Below are records to be output exactly, every one of them.

▸ **Records of labeled points**
__________

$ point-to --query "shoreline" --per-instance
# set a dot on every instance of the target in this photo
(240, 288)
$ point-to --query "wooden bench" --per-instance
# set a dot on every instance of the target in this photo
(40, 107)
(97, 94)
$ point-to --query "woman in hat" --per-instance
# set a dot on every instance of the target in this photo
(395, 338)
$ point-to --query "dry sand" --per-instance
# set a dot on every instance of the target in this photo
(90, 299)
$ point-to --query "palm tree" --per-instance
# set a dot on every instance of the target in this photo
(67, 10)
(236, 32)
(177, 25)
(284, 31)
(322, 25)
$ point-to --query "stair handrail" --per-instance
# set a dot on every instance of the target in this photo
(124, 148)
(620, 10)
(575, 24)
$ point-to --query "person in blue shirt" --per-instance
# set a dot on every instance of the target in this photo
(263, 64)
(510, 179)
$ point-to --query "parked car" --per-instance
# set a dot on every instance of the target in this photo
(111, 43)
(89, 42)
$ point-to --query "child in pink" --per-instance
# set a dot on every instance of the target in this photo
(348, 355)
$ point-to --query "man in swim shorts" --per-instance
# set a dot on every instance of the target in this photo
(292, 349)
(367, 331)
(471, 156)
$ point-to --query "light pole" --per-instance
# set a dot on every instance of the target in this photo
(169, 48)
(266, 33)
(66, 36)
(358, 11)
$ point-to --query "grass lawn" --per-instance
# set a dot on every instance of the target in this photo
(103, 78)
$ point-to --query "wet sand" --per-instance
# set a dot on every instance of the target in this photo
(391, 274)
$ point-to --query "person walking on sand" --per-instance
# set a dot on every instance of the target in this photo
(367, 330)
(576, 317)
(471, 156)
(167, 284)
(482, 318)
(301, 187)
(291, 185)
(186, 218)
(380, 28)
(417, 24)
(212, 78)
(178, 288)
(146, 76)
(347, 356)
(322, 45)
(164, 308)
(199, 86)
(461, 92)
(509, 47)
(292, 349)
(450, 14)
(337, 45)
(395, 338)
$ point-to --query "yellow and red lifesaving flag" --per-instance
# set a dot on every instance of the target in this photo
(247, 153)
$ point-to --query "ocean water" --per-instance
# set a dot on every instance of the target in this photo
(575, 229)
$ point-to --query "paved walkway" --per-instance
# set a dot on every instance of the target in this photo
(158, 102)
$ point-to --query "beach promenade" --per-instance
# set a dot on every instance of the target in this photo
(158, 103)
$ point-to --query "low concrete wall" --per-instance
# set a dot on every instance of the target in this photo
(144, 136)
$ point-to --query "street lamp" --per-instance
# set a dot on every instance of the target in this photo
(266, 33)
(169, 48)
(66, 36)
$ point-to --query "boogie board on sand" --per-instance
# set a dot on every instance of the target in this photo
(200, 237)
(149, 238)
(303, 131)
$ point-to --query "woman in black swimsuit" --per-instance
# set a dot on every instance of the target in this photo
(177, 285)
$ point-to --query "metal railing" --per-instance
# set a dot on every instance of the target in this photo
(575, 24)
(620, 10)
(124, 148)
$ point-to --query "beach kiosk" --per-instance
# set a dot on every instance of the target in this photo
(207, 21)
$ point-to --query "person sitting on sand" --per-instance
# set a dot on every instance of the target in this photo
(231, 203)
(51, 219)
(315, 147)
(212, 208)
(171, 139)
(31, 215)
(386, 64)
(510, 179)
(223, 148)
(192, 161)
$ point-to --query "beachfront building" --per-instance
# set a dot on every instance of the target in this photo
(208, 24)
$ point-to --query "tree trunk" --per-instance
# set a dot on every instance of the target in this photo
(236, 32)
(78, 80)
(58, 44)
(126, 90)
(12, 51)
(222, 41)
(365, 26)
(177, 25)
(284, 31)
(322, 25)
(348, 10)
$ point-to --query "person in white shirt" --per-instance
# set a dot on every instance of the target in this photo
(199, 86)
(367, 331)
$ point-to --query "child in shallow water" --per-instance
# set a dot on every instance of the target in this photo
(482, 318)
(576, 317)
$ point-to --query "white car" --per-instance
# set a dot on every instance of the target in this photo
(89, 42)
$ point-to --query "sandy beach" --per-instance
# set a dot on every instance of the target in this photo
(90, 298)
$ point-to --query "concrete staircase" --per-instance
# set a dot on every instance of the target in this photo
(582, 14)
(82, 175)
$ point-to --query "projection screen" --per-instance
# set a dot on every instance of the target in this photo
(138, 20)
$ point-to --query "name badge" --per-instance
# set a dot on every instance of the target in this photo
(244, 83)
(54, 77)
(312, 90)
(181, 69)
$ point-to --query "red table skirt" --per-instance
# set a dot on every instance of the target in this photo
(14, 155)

__________

▸ **EXERCISE OUTPUT**
$ point-to --query "shoreline" --per-instance
# set a dot on every instance of the target in this photo
(240, 288)
$ point-to --query "wooden bench" --per-instance
# set a dot on every instance of the target in this photo
(40, 107)
(97, 94)
$ point-to --query "woman in hat" --per-instance
# set a dot on every instance of the target in this photo
(395, 338)
$ point-to --query "dry sand" --per-instance
# set a dot on every instance of the target in this photo
(90, 299)
$ point-to --query "palm tree" --per-instance
# set a dot on every instance of the target in this photo
(67, 10)
(236, 32)
(177, 25)
(284, 31)
(322, 25)
$ point-to --query "stair handrail" --per-instance
# set a dot on every instance of the target in this photo
(124, 148)
(620, 10)
(575, 24)
$ point-to --query "person in blue shirt" --per-instance
# set a dot on every instance of the target in this photo
(263, 64)
(510, 179)
$ point-to --query "parked car" --per-instance
# set a dot on every instance of the target in this photo
(111, 43)
(89, 42)
$ point-to --query "child in pink" --per-instance
# set a dot on every instance of the target in this photo
(348, 355)
$ point-to --query "man in swim shorts" --per-instance
# set a dot on every instance of the target in this photo
(292, 349)
(367, 331)
(471, 156)
$ point-to --query "light pole" --per-instance
# set a dot on every instance of the target in this photo
(169, 48)
(266, 33)
(66, 36)
(358, 11)
$ point-to --query "grass lawn" --per-instance
# set a dot on every instance of the target in this photo
(103, 78)
$ point-to --query "wet sand" --per-instance
# set a dot on every instance of the target in this photo
(391, 274)
$ point-to --query "person walking on sand" --per-instance
# set a dot on every instance of the target in this photo
(367, 330)
(576, 317)
(471, 156)
(167, 284)
(482, 318)
(301, 187)
(291, 185)
(186, 218)
(380, 28)
(417, 24)
(212, 78)
(178, 288)
(146, 76)
(347, 356)
(322, 45)
(164, 308)
(199, 86)
(461, 92)
(509, 47)
(292, 349)
(450, 14)
(337, 45)
(395, 338)
$ point-to --query "yellow and red lifesaving flag" --per-instance
# set a dot on every instance of the target in this photo
(247, 153)
$ point-to --query "ocean water" --per-instance
# set a dot on every instance of the target in this photo
(575, 229)
$ point-to --query "paved walkway" --per-instance
# set a dot on every instance of the target in this photo
(158, 102)
$ point-to --query "beach promenade" --per-instance
# set a dot on every instance of the target in this photo
(158, 103)
$ point-to --query "low concrete wall" --per-instance
# set a dot on every instance of the target in this photo
(144, 136)
$ point-to --query "street lamp" --per-instance
# set a dot on every instance of the target in this photo
(266, 33)
(169, 48)
(66, 36)
$ point-to --query "boogie board on sand" --per-instance
# set a dot on every instance of the target in this photo
(200, 237)
(149, 238)
(303, 131)
$ point-to --query "woman in black swimsuit" --per-instance
# set a dot on every instance of the target in this photo
(177, 285)
$ point-to --query "metal railing" --per-instance
# set a dot on every instance of the target in this photo
(575, 24)
(620, 10)
(124, 148)
$ point-to --query "beach kiosk" --per-instance
# set a dot on every instance of the target in this photo
(207, 21)
$ point-to --query "person sitting on sand" --per-instance
# set a dot on every instance of the target in this photo
(231, 203)
(51, 219)
(315, 147)
(212, 208)
(171, 139)
(31, 215)
(386, 64)
(510, 179)
(223, 148)
(192, 161)
$ point-to --query "beachfront building" --per-instance
# set a dot on every instance of the target in this photo
(208, 24)
$ point-to --query "tree trunk" --per-instance
# set a dot on every instance of the target in this photo
(236, 32)
(78, 80)
(58, 44)
(126, 90)
(12, 51)
(222, 41)
(365, 26)
(177, 25)
(284, 31)
(322, 25)
(348, 10)
$ point-to --query "person in white shirt" --per-instance
# set a dot on every instance of the target in this photo
(199, 86)
(367, 331)
$ point-to --query "child in shallow water" --per-instance
# set a dot on every instance of the target in this photo
(482, 318)
(576, 317)
$ point-to --query "white car" --per-instance
# set a dot on every instance of the target in this photo
(89, 42)
$ point-to --query "sandy beach" --per-instance
# set a dot on every instance of the target in this photo
(90, 298)
$ point-to --query "concrete staircase" --per-instance
# set a dot on every instance of the target in this photo
(582, 14)
(82, 175)
$ point-to --query "projection screen" --per-instance
# set a dot on every instance of the target in this photo
(138, 20)
$ point-to --query "name badge" --per-instance
# set a dot on every instance of the target in this photo
(244, 83)
(54, 77)
(312, 90)
(181, 69)
$ point-to --query "red table skirt" --per-instance
# set a dot on every instance of the target in this photo
(14, 155)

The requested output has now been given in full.